**ARTICLE**

::::

Rickert said with winter approaching, it's important for Navigator to finish the remaining surveys while weather cooperates.
"We need to complete these surveys because we need to figure out the route," he said during a hearing Friday in Woodbury County District Court. "We need to get out there, and we need to do this now."
The Hulses' attorney, Brian Jorde, argued Navigator has not shown it would be irreparably harmed if the surveys were not done immediately. He also said because Vicki Hulse did not pick up a registered letter Navigator sent notifying her of the intent to survey, the company failed to serve notice, as required by law. The company also could obtain an access easement to perform the surveys.
"We never said they can't do this. Just do it the right way and obey our constitutional rights," Jorde said.
Jorde has filed a counterclaim on behalf of the Hulses challenging the constitutionality of Iowa laws permitting pipeline companies the right of entry to private land to survey and examine it. They've asked for an injunction prohibiting Navigator's agents from entering their property until the constitutionality issue has been decided.
Though the constitutionality issue was not the subject of Friday's hearing, Jorde said the Hulses have the right to deny Navigator access to their land and Iowa law states pipeline companies must pay for the right of entry.
Arguing against the injunction, Jorde told Sailer a temporary injunction essentially would be a permanent one. If the survey is allowed to proceed and is completed, the Hulses' constitutional challenge would be moot.
"It's a permanent injunction disguised as a temporary injunction," Jorde said.
Sailer said he would issue a ruling on Navigator's injunction request by next Friday.

::::

**DATA PROVIDED**
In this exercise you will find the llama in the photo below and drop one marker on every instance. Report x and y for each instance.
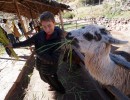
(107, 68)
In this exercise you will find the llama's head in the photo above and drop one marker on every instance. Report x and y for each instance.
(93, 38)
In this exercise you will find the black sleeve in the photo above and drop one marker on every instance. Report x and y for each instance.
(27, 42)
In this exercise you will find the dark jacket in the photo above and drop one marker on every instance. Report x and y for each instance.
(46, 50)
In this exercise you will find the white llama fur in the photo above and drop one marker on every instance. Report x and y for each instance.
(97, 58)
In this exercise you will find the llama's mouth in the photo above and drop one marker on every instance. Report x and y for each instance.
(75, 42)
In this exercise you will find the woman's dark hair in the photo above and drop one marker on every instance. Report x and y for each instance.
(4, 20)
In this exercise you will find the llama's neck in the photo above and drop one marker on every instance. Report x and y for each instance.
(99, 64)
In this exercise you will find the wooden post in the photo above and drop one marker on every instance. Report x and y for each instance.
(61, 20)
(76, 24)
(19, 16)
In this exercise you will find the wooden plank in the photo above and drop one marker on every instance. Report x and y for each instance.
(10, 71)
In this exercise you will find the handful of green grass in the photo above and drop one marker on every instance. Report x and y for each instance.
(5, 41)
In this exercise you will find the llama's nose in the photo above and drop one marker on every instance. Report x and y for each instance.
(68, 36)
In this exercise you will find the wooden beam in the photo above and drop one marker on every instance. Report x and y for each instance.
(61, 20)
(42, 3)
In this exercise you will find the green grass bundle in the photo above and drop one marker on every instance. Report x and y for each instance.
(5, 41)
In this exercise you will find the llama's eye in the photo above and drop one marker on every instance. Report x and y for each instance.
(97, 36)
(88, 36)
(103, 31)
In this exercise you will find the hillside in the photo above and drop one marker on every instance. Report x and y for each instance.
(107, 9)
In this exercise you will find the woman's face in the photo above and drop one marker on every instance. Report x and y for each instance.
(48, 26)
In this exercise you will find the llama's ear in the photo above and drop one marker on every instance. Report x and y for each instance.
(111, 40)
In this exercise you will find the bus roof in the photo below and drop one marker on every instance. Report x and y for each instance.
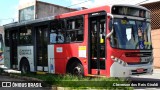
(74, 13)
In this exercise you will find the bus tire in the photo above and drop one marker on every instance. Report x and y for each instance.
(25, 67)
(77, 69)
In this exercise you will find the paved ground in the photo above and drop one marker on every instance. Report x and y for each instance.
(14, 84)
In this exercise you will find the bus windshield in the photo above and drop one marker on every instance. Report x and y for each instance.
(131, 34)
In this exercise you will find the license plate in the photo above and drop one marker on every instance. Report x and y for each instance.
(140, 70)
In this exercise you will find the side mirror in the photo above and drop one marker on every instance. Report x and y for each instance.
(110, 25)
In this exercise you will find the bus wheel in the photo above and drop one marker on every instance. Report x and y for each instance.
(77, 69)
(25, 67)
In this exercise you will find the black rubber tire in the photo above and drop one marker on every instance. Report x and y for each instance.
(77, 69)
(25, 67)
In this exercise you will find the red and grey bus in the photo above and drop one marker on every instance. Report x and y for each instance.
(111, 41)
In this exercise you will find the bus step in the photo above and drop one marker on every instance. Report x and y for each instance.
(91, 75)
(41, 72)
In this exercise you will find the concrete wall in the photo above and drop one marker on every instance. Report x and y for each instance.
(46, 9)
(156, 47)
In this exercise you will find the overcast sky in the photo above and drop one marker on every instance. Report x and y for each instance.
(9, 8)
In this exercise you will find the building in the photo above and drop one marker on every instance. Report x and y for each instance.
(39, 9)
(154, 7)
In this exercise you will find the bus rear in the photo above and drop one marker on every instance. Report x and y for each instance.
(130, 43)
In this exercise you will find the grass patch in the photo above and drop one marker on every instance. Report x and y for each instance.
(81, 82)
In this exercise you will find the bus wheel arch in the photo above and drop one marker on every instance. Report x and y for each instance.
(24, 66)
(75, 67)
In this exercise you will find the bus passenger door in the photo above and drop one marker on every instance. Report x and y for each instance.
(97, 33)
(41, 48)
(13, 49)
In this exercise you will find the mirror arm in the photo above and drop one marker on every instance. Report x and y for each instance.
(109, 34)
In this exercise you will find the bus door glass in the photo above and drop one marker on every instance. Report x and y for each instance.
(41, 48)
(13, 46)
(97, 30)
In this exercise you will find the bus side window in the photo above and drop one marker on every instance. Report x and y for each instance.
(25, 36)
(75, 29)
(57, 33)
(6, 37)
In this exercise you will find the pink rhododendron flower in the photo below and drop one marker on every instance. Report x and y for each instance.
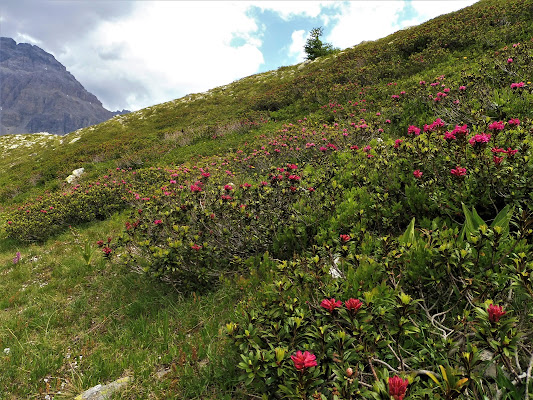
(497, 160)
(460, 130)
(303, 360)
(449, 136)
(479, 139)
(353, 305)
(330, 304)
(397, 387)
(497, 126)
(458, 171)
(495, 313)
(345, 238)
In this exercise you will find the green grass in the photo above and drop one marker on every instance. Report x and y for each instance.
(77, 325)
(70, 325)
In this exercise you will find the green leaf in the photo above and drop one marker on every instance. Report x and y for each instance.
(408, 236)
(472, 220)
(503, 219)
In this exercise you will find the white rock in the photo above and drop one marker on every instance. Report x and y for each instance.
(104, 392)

::::

**AIM 1**
Answer these questions from the pipeline survey article:
(a) What did Vicki Hulse fail to pick up from Navigator?
(b) In which court was Friday's hearing held?
(c) By when did Sailer say he would rule on Navigator's injunction request?
**AIM 2**
Extend the article about the pipeline survey dispute beyond its last sentence.
The data that comes after the pipeline article is separate material and has no connection to it.

**TASK ANSWER 1**
(a) A registered letter notifying her of Navigator's intent to survey.
(b) Woodbury County District Court.
(c) By next Friday.

**TASK ANSWER 2**
Navigator has filed similar lawsuits in Clay and Butler counties against landowners there who also have denied access to their property. The Clay County landowner and one of the two in Butler County also have filed constitutional challenges similar to the Hulses'. Hearings on Navigator's injunction request in Clay County and one of the Butler County cases are scheduled for Oct. 12.
Navigator has proposed a $3 billion, 1,300-mile pipeline that would collect carbon dioxide from ethanol plants and fertilizer processors in Iowa, Nebraska, South Dakota, Minnesota and Illinois, convert it to liquid form and transport it under high pressure to a site in Illinois, where it would be pumped thousands of feet beneath the surface, keeping it from being released into the atmosphere.
The pipeline would run approximately 900 miles through 36 Iowa counties, including Woodbury, Clay and Butler counties. Other Siouxland counties include Plymouth, Lyon, Osceola, O'Brien, Cherokee, Dickinson and Buena Vista in Iowa and Dakota, Dixon and Wayne counties in Nebraska.
It's one of two carbon pipelines proposed to run through the area.